Banana Bread Brownies

Hey, friend! Let’s talk about a dessert that’s the perfect mash-up of two classics: Banana Bread Brownies. These treats combine the moist, cozy flavor of banana bread with the fudgy, decadent texture of brownies, topped with a dreamy brown butter glaze that takes them over the top. Think sweet banana vibes, warm spices, and a rich, nutty finish that’ll have you sneaking seconds (or thirds!). I love whipping these up for cozy weekends, potlucks, or when I’ve got overripe bananas begging to be used. I first stumbled across this idea when I couldn’t decide between baking banana bread or brownies, and now it’s a staple in my kitchen. Inspired by recipes like the one on Sugar Spun Run, these brownies are easy to make and guaranteed to impress. Whether you’re serving them with coffee or as a dessert with ice cream, they’re pure comfort. Ready to bake some magic? Let’s get started!

====================

Job A –
Select every line in the rows that contains the string "cloud".
The banana bread brownies passage and the rows come from separate, unrelated sources.

====================

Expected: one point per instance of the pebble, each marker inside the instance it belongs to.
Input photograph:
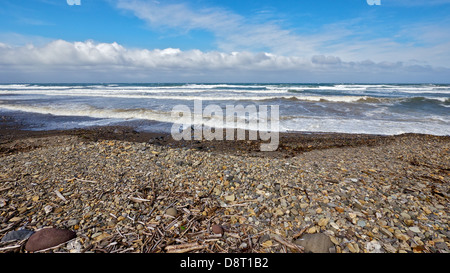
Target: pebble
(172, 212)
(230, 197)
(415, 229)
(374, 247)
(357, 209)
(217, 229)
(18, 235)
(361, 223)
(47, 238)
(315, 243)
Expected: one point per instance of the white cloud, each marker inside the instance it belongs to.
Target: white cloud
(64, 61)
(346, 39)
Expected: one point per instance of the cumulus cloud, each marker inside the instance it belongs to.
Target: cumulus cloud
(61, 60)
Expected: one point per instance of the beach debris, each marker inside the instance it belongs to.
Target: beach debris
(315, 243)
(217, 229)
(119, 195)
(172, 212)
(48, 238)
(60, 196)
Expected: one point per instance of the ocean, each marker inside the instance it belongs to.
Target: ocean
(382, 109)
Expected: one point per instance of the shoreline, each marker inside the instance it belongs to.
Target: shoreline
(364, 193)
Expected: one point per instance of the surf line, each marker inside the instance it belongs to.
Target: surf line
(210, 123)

====================

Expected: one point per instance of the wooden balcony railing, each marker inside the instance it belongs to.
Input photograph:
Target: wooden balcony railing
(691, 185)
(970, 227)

====================

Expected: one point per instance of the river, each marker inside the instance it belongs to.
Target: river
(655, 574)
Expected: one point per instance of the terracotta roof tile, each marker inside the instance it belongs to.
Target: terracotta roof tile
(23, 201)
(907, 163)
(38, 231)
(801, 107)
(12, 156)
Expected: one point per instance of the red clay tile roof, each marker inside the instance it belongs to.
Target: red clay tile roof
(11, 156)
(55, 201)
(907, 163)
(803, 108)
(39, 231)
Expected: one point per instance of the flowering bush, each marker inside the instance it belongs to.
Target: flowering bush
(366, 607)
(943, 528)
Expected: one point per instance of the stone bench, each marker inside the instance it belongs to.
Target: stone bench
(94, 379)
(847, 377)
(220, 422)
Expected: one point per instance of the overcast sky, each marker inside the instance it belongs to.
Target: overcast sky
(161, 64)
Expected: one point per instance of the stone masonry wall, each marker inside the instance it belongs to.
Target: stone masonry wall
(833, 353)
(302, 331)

====================

Job B –
Write down everything in the banana bread brownies passage from "Hey, friend! Let’s" down to "Let’s get started!", word for word.

Task answer A –
Expected: one point per instance of the white cloud, each marker inside the instance it belongs to.
Target: white cloud
Expected: one point per instance of the cumulus cloud, each marker inside the instance it belongs to.
Target: cumulus cloud

Task answer B –
Hey, friend! Let’s talk about a dessert that’s the perfect mash-up of two classics: Banana Bread Brownies. These treats combine the moist, cozy flavor of banana bread with the fudgy, decadent texture of brownies, topped with a dreamy brown butter glaze that takes them over the top. Think sweet banana vibes, warm spices, and a rich, nutty finish that’ll have you sneaking seconds (or thirds!). I love whipping these up for cozy weekends, potlucks, or when I’ve got overripe bananas begging to be used. I first stumbled across this idea when I couldn’t decide between baking banana bread or brownies, and now it’s a staple in my kitchen. Inspired by recipes like the one on Sugar Spun Run, these brownies are easy to make and guaranteed to impress. Whether you’re serving them with coffee or as a dessert with ice cream, they’re pure comfort. Ready to bake some magic? Let’s get started!